+++ Data for processing

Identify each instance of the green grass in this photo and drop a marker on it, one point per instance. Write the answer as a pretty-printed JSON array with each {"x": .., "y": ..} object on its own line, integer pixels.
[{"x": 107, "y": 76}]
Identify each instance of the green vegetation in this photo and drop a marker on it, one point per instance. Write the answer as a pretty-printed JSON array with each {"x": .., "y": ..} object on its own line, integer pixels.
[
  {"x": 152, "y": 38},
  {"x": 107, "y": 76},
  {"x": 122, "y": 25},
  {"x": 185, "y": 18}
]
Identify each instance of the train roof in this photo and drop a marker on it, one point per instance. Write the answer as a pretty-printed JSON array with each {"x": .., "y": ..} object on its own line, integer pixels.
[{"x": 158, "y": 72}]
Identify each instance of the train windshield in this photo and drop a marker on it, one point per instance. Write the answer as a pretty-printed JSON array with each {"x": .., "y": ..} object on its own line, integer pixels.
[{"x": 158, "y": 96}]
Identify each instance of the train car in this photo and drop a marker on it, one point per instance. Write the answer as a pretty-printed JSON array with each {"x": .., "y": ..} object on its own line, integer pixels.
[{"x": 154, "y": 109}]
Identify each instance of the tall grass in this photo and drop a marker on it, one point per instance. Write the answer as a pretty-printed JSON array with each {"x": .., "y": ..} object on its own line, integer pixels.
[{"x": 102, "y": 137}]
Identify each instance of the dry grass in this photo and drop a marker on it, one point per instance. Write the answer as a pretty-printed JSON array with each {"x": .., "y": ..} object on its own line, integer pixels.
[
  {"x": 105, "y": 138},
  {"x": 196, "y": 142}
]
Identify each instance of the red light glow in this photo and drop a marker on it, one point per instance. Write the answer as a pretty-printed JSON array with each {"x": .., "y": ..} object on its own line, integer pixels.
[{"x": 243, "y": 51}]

++++++

**Problem to work on**
Reproduce every one of the records above verbatim, preserving each line and its order without alteration.

**The answer**
Identify each instance of the green grass in this photo and drop a marker on it, one point per instance. Write the answer as a pretty-printed JSON array with each {"x": .., "y": ..} object on its own line, integer pixels.
[{"x": 107, "y": 76}]
Identify each instance of the green vegetation in this photo and drop a marker on it, one point per instance. Write the answer as a pretty-printed JSON array with each {"x": .., "y": ..} object on its own line, integer pixels.
[
  {"x": 152, "y": 38},
  {"x": 107, "y": 76},
  {"x": 122, "y": 25},
  {"x": 185, "y": 18}
]
Identify each instance of the train roof in this photo and drop a marker on it, one point per instance. Write the answer as a pretty-printed JSON array with each {"x": .., "y": ..} object on its own line, integer pixels.
[{"x": 158, "y": 72}]
Identify each instance of the train windshield in this photo and drop a marker on it, one point per instance. Write the answer as a pretty-printed JSON array with each {"x": .., "y": ..} object on its own line, integer pixels.
[{"x": 158, "y": 96}]
Identify each instance of the train car in this photo and drop a marker on it, one point per instance. Write the answer as a pretty-printed JSON array with each {"x": .., "y": ..} object on its own line, integer pixels.
[{"x": 154, "y": 109}]
Identify each instance of the tall grass in this photo and drop a marker on it, one point per instance. Write the answer as a pretty-printed JSON array with each {"x": .., "y": ..} object on its own line, integer pixels.
[{"x": 102, "y": 137}]
Identify each instance of the dry grass in this photo and drop a marker on it, one point per instance. Write the answer as a pretty-printed JSON array with each {"x": .., "y": ..} object on its own line, integer pixels.
[
  {"x": 105, "y": 138},
  {"x": 196, "y": 142}
]
Identify each instance of the red light glow in this photo and drop a marker on it, one point per instance. Write the answer as a pretty-printed JSON array with each {"x": .., "y": ..} object on its own line, integer pixels.
[{"x": 243, "y": 51}]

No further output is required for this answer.